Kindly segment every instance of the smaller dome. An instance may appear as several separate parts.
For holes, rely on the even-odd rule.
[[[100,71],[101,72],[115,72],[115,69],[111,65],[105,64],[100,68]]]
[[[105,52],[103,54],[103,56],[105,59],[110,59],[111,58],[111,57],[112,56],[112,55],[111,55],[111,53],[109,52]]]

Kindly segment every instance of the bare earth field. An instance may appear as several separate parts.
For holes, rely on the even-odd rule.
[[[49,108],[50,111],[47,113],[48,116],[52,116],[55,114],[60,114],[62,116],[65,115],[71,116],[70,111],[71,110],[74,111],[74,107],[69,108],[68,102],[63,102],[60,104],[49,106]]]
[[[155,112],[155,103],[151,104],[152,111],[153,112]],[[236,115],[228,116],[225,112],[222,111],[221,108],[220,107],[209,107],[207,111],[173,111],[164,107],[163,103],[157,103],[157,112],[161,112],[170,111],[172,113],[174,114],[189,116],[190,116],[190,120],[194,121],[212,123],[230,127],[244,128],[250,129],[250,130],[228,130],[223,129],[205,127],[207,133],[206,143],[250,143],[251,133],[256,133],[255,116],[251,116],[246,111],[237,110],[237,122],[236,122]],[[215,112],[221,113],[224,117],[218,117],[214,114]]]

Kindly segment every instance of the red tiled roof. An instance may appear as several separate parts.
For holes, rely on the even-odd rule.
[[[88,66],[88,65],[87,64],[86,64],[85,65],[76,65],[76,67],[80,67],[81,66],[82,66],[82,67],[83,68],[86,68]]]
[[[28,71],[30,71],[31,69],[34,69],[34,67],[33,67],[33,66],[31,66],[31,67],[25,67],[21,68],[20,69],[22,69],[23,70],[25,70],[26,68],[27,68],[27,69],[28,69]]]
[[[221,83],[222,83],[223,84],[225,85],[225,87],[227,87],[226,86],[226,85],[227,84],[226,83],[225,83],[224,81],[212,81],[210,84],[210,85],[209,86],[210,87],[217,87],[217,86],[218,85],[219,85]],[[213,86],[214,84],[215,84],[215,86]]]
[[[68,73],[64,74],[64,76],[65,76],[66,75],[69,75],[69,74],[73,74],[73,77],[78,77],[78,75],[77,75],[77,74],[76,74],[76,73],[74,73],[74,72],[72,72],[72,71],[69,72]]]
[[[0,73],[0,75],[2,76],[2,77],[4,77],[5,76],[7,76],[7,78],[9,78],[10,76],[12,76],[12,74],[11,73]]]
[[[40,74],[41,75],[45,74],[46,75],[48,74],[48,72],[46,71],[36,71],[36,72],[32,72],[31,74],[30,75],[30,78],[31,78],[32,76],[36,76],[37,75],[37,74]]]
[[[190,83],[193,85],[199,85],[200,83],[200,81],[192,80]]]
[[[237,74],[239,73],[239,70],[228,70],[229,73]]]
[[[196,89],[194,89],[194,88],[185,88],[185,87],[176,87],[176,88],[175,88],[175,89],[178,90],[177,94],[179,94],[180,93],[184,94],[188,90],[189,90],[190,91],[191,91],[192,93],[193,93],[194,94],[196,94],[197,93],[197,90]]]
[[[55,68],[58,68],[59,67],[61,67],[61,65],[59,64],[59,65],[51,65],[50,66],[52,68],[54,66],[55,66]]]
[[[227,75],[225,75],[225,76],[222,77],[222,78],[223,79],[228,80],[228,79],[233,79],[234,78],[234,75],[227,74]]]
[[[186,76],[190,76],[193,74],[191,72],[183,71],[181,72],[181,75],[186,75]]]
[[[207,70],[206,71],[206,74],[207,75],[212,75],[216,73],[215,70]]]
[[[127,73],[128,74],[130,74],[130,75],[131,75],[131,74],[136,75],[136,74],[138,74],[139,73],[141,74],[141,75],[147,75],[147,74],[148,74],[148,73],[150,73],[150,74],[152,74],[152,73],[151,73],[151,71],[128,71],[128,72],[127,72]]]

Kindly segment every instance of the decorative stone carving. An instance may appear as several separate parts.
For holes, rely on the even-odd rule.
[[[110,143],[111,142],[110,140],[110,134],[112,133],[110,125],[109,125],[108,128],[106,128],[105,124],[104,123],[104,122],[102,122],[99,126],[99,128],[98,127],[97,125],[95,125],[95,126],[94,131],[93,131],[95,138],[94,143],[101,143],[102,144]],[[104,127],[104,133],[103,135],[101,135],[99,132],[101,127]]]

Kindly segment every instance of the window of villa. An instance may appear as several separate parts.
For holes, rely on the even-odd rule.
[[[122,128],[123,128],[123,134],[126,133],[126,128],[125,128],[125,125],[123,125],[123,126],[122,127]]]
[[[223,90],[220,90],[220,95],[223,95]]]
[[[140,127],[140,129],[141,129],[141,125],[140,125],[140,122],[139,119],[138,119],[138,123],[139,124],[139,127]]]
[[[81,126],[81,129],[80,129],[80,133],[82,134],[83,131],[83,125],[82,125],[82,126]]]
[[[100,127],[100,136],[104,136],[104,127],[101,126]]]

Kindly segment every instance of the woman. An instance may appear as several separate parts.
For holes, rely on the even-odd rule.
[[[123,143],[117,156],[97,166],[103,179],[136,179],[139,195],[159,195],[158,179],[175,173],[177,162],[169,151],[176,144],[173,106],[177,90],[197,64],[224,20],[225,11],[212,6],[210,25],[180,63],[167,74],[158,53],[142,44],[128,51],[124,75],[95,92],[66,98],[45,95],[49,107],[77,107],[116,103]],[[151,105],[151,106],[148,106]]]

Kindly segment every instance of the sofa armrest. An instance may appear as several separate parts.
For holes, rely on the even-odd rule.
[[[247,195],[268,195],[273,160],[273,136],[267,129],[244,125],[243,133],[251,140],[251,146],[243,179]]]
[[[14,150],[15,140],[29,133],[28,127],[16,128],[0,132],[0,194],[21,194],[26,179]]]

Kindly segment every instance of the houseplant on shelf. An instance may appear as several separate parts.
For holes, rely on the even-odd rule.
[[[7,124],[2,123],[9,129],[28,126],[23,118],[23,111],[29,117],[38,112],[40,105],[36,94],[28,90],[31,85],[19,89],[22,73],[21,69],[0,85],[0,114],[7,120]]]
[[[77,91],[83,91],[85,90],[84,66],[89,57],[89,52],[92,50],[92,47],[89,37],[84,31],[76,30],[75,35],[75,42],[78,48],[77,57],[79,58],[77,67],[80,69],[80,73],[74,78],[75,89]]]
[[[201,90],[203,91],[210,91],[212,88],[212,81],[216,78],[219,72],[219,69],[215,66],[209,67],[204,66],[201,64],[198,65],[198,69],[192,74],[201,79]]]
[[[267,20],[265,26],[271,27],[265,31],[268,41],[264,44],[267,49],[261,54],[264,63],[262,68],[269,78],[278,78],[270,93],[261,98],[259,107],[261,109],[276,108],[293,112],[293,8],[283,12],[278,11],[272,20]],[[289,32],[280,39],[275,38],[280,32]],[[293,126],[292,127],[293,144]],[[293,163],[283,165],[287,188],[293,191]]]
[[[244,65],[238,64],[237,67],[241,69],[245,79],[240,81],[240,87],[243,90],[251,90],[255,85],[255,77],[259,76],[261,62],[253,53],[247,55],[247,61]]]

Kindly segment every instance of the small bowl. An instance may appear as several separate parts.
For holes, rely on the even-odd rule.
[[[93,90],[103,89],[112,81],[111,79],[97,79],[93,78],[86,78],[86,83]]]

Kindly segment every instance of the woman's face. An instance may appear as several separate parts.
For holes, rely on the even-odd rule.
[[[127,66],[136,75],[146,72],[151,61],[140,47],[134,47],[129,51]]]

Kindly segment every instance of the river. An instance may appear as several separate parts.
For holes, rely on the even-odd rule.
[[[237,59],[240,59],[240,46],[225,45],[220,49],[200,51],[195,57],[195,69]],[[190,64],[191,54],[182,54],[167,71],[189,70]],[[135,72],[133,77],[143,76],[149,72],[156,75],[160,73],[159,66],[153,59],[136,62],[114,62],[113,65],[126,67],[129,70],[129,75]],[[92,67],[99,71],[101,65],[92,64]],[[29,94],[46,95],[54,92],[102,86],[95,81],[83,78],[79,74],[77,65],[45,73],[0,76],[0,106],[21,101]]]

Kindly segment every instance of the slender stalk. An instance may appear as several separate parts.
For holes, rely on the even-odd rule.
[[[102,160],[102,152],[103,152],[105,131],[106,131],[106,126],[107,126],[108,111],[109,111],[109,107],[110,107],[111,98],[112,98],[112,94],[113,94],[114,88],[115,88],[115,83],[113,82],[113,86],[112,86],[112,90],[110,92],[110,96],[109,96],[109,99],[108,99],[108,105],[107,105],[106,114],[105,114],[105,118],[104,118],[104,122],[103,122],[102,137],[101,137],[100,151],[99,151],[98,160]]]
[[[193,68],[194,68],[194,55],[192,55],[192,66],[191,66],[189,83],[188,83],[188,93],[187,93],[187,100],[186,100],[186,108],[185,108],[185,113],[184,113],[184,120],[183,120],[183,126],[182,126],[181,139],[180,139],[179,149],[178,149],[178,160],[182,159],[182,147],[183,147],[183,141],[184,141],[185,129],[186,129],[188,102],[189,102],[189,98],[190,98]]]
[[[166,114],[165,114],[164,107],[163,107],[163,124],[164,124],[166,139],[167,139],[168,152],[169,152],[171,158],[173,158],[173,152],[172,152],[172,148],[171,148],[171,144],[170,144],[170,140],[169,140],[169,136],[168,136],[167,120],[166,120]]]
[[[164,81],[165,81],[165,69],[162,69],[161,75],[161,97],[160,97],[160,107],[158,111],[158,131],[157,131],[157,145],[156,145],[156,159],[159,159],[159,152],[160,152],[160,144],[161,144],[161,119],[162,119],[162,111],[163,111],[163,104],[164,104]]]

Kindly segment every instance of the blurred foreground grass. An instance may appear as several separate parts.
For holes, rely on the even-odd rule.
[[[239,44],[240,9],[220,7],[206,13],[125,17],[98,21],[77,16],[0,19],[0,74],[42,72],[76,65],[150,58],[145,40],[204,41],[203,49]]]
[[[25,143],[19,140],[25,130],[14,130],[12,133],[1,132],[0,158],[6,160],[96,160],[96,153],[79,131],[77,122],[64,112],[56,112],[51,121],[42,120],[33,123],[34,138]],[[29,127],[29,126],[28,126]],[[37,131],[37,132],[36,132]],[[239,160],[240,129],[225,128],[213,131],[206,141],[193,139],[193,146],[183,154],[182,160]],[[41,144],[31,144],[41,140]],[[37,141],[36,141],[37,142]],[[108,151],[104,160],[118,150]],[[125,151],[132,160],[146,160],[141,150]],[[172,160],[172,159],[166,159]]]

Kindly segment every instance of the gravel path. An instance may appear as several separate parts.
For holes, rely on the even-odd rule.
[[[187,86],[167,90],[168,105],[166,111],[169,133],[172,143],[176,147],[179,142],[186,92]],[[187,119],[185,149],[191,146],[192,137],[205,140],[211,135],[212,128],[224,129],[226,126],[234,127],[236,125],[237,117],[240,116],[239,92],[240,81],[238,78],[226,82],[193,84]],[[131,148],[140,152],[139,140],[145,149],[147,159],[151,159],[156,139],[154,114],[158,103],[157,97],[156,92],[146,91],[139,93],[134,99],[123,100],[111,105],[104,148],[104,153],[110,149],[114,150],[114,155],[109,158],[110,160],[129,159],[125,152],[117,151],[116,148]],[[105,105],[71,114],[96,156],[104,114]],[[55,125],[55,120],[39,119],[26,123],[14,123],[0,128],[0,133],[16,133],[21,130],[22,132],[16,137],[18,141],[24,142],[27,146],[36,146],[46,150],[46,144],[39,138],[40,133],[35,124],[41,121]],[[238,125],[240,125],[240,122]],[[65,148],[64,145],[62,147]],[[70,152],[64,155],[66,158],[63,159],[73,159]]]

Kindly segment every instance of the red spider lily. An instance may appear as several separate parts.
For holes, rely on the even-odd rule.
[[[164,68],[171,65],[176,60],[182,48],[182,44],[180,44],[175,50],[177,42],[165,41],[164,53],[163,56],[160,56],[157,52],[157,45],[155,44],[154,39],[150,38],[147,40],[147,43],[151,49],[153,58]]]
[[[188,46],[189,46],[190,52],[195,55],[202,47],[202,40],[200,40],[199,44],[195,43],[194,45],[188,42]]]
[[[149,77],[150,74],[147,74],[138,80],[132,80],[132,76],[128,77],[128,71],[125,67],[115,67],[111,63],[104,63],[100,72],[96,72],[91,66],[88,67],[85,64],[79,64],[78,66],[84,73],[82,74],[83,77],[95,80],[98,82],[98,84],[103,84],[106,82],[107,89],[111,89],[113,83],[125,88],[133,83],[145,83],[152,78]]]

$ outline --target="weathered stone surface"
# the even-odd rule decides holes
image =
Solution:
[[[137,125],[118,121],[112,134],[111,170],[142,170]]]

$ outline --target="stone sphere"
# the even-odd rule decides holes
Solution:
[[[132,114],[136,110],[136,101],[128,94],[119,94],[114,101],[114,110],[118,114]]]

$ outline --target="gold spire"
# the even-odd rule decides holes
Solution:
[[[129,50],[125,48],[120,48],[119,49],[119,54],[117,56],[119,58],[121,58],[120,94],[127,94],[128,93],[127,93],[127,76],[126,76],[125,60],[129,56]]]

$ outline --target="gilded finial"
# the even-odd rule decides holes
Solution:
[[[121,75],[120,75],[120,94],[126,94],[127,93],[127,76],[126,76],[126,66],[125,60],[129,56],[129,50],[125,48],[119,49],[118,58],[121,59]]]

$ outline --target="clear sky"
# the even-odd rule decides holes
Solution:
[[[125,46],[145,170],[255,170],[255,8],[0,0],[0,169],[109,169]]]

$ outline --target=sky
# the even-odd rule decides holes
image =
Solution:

_Directive_. Please select every line in the rows above that contains the string "target", with case counting.

_Task result_.
$ outline --target="weathered stone surface"
$ outline --target="stone sphere"
$ outline --target="gold spire"
$ outline --target="gilded finial"
$ outline --target="clear sky"
$ outline --target=sky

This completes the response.